* **TRECHO DA PÁGINA**
--

O músico Odair José Benedito, de 47 anos, tinha uma vida normal até 2012, quando foi internado com problemas no fígado. “Tive uma dor na barriga e desmaiei”, lembra. Após a recuperação, não deu muita bola. Seguiu a vida cantando pelos bares de Guarulhos, região metropolitana de São Paulo. A morte de seu irmão e parceiro musical, Ruberlei de Andrade, aos 37 anos, o levou ao alcoolismo, o que desencadeou grave cirrose hepática. Em 2018, foi internado e entrou na fila para um transplante de fígado. Depois de dois anos, devido ao esforço da equipe do hospital de transplante de órgãos Euryclides de Jesus Zerbini, Odair praticamente renasceu. “Agora tudo mudou. Minha esposa é cozinheira de mão cheia, posso comer de tudo”, diz.

A partir de 15 de março, quando a pandemia se instalou, os procedimentos cirúrgicos tiveram quedas acentuadas pelas mudanças no sistema de saúde: os leitos de UTI começaram a ser destinados aos pacientes da Covid-19. As vagas de enfermaria também diminuíram e o receio dos pacientes e das equipes cresceu. Esse impacto negativo pode ser sentido na comparação entre o primeiro e segundo trimestre de 2020. A queda na doação de órgãos foi de 26%, o que provocou uma redução no número de cirurgias de transplantes em 40%. Para Huygens Garcia, presidente da Associação Brasileira de Transplantes de Órgãos, no Ceará, a forma irregular como a pandemia atingiu os estados acabou sendo positiva. “Isso foi importante para se manter, de alguma forma, a atividade transplantadora no Brasil”, disse. Em 30 de junho de 2019, o Brasil tinha 35.519 mil pacientes na fila de espera. Esse ano, na mesma data, 40.740 mil pessoas sonhavam com um novo órgão. “Se não há doação de órgãos, não há transplante”, afirma o médico.

Em São Paulo, a viabilidade dos órgãos por doador também caiu. Mesmo assim, foram realizados 2.946 transplantes até julho de 2020 – esse número chegou a 4.871 no mesmo período do ano passado. O interior do estado também sofreu com a situação. “Em São José do Rio Preto não há espaço para realizarmos cirurgias”, alerta Francisco Monteiro, coordenador da Central de Transplantes de São Paulo. Como a situação é complexa, o nível de gravidade de cada caso passou a ser cada vez mais fundamental. “Se o paciente está entre a vida e a morte, mesmo com a pandemia, as equipes médicas optam pela realização do procedimento”, diz Monteiro. Mas se o paciente está em casa, e teoricamente pode esperar o arrefecimento do coronavírus, a indicação é aguardar. O Brasil tem o segundo maior sistema de transplante do mundo, com 30 milhões de cirurgias realizadas em 2019. O que se espera é a queda na curva da pandemia para que a situação volte ao normal.

--

De acordo com o trecho sobre transplantes de órgãos, de quanto foi a queda na doação de órgãos entre o primeiro e o segundo trimestre de 2020?

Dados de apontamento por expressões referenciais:

--

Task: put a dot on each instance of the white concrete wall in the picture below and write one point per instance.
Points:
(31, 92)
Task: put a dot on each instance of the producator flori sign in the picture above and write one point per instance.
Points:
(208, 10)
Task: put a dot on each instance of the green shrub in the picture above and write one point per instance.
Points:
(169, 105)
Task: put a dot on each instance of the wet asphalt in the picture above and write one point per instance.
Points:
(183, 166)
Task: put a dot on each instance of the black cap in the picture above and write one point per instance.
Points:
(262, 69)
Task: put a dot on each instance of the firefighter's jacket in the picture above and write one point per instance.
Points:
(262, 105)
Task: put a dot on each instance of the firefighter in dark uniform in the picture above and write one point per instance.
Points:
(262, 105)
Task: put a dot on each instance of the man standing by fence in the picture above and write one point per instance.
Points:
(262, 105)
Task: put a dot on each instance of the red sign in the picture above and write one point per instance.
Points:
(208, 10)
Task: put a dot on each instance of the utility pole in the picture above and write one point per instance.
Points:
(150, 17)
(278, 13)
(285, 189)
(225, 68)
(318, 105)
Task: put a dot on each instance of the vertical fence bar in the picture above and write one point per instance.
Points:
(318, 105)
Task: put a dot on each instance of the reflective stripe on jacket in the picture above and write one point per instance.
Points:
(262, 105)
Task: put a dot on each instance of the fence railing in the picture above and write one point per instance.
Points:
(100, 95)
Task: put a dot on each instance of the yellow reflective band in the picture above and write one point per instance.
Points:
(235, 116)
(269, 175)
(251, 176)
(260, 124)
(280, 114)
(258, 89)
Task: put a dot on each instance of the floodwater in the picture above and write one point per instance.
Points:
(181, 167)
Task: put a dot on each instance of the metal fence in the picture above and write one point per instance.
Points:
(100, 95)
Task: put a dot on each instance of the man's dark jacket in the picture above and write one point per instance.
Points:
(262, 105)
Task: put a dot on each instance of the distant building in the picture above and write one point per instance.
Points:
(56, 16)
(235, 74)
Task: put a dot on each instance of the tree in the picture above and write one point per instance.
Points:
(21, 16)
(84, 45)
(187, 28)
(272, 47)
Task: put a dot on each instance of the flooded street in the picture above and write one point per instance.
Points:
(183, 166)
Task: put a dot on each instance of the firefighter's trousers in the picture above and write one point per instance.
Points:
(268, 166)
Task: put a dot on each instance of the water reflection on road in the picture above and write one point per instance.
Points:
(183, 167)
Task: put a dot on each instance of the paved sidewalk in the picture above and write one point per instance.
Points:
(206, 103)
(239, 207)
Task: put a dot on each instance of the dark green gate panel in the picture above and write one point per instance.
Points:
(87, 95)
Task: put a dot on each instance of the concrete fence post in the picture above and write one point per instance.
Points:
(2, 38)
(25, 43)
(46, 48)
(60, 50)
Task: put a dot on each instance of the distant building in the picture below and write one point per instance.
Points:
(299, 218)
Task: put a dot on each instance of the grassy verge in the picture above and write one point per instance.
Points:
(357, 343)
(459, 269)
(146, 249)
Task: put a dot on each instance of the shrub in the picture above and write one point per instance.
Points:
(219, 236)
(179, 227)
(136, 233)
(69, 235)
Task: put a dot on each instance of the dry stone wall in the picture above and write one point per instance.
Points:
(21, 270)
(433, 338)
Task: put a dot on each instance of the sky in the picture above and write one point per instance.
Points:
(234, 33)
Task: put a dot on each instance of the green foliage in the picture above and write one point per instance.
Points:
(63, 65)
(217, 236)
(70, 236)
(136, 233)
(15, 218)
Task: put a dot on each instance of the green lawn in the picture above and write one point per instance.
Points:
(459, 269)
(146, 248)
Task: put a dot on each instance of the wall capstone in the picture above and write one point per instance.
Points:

--

* **SUA RESPOSTA**
A queda foi de 26%.